_YOUR GOAL_
Extract every one of the items below, reproducing each line verbatim.
== SUPPLIED RECORDS ==
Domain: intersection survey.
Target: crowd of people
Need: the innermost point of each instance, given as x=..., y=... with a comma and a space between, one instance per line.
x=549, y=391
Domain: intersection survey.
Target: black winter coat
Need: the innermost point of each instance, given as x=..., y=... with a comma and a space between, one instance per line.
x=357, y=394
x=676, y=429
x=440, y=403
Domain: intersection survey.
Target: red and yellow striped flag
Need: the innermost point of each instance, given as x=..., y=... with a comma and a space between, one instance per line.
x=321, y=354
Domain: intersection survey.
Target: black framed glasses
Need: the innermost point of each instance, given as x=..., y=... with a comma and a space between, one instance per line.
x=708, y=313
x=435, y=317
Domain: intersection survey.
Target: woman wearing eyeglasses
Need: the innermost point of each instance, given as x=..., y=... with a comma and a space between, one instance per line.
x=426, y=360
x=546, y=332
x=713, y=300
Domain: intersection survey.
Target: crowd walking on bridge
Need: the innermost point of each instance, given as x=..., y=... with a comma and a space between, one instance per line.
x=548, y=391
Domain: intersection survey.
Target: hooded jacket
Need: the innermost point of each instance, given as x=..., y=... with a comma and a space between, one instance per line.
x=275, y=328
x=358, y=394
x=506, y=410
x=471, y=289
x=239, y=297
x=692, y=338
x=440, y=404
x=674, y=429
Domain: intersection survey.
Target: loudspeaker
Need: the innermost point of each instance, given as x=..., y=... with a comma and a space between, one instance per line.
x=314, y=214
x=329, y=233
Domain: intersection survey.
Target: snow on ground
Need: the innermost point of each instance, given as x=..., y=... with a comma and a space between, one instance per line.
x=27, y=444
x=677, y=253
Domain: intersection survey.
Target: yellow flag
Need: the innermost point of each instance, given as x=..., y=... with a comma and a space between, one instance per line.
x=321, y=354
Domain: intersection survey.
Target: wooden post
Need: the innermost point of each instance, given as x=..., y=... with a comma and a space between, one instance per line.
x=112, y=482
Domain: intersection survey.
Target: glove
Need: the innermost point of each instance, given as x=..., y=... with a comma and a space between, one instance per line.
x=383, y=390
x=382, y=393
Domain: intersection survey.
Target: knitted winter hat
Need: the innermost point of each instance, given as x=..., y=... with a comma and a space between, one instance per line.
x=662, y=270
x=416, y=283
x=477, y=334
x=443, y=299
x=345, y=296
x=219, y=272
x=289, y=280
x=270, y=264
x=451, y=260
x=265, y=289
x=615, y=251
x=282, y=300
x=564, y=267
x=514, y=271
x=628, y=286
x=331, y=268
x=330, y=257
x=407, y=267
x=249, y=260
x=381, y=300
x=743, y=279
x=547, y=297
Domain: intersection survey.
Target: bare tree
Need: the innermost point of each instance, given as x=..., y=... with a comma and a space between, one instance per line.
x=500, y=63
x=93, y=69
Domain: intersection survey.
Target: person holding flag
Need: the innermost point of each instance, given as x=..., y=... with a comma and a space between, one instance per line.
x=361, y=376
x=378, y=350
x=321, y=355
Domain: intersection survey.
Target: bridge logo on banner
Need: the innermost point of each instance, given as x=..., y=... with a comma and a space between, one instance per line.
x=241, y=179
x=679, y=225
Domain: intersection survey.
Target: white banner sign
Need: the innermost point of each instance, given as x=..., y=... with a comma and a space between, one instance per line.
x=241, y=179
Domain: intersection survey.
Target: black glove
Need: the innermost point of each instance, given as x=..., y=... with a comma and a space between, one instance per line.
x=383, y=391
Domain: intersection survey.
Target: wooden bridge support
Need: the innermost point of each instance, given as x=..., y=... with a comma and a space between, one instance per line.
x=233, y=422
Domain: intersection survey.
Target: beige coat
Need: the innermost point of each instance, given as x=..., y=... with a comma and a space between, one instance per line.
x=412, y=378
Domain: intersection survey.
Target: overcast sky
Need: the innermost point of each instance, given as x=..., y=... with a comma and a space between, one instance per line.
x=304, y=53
===
_SOLUTION TO THIS PROBLEM_
Domain: intersection survey.
Target: crowd of people
Need: the innermost point of each instance, given as x=..., y=... with a comma and a space between, one instance per line.
x=549, y=391
Domain: intersection survey.
Target: black winter coat
Need: the innermost point of each instance, given as x=..., y=... with a comma and a space between, one instance per line.
x=357, y=394
x=676, y=429
x=440, y=403
Domain: intersection survey.
Target: red and yellow striped flag
Need: the innermost point of each instance, given as x=..., y=... with a comma and a space between, one instance per line.
x=321, y=354
Domain: intersection survey.
Target: black framed glasses
Need: the innermost point of each instance, given as x=..., y=... with a comma and a space between, one instance per line.
x=708, y=313
x=435, y=317
Domain: intersection survey.
Target: woman wearing eyeglasses
Need: the innermost point of each instance, given as x=..., y=... with a comma and a space between, one instance per line.
x=426, y=360
x=546, y=332
x=713, y=300
Domain: intersection survey.
Target: crowd walking on bridge
Need: the innermost point of each instance, given as x=..., y=... with a comma and a space between, one instance per line.
x=548, y=391
Domain: intersection survey.
Target: hooded jacket
Need: the innermost point of each instance, given as x=..., y=... with a comma and a space between, one instance per line.
x=275, y=328
x=358, y=394
x=506, y=410
x=471, y=289
x=239, y=297
x=692, y=338
x=440, y=404
x=674, y=429
Domain: intersection survey.
Target: loudspeaker
Need: the innermost point of each instance, given as x=..., y=... with a comma and a space between, one instance per line.
x=314, y=214
x=329, y=233
Domain: intersection survey.
Target: snow on ground
Need: the innermost point of each instance, given as x=..., y=... with a comma and a space between, one instance per line.
x=27, y=444
x=677, y=253
Domain: intersection survey.
Target: yellow flag
Need: the innermost point of each instance, given as x=..., y=... with a comma and a space between, one instance per line.
x=321, y=354
Domain: intersection survey.
Target: wooden post
Need: the innermost point of each instance, given as x=..., y=... with a comma and a space between, one instance per line.
x=112, y=482
Domain: intersection survey.
Target: glove
Need: the innermost point of each instance, given as x=..., y=... with a comma and a space between, one instance per line.
x=383, y=390
x=382, y=393
Domain: intersection survey.
Target: knitted winter hat
Need: the innermost point of each instance, given as x=..., y=... with a comma and a space between, one instance per line.
x=662, y=270
x=416, y=283
x=477, y=334
x=443, y=299
x=345, y=296
x=219, y=272
x=289, y=280
x=270, y=264
x=451, y=260
x=265, y=289
x=615, y=251
x=282, y=300
x=564, y=267
x=514, y=271
x=628, y=286
x=331, y=268
x=330, y=257
x=407, y=267
x=249, y=260
x=381, y=300
x=743, y=279
x=547, y=297
Domain: intersection survey.
Target: bare tree
Need: the innermost point of each instance, given as x=..., y=... with a comma and a space between, one instance per line.
x=500, y=63
x=93, y=69
Domain: intersection survey.
Target: person holding flag
Need: the innermost point of each instance, given as x=..., y=... with a comma and a space between, one instance per line.
x=361, y=376
x=378, y=350
x=321, y=355
Domain: intersection survey.
Target: bridge logo on banner
Need: the innermost point of each instance, given as x=..., y=... with a comma and a space between, one instance per line.
x=241, y=179
x=679, y=225
Domain: intersection survey.
Target: white banner sign
Need: the innermost point of each instance, given as x=..., y=... with a comma and a space between, one instance per line.
x=241, y=179
Domain: intersection survey.
Target: black glove
Need: the innermost point of each instance, given as x=..., y=... with a comma and a space between, one instance per line.
x=383, y=391
Domain: intersection survey.
Target: wooden bridge support
Need: the innermost point of each instance, given as x=..., y=... with a comma and a space between, one instance per line.
x=233, y=422
Domain: intersection survey.
Target: beige coat
Need: the innermost point of each instance, given as x=..., y=... with a comma and a space between, one instance per line.
x=412, y=378
Domain: intersection survey.
Target: overcast sky
Need: the innermost point of each instance, given as x=..., y=... with a comma and a space between, one instance per line.
x=304, y=53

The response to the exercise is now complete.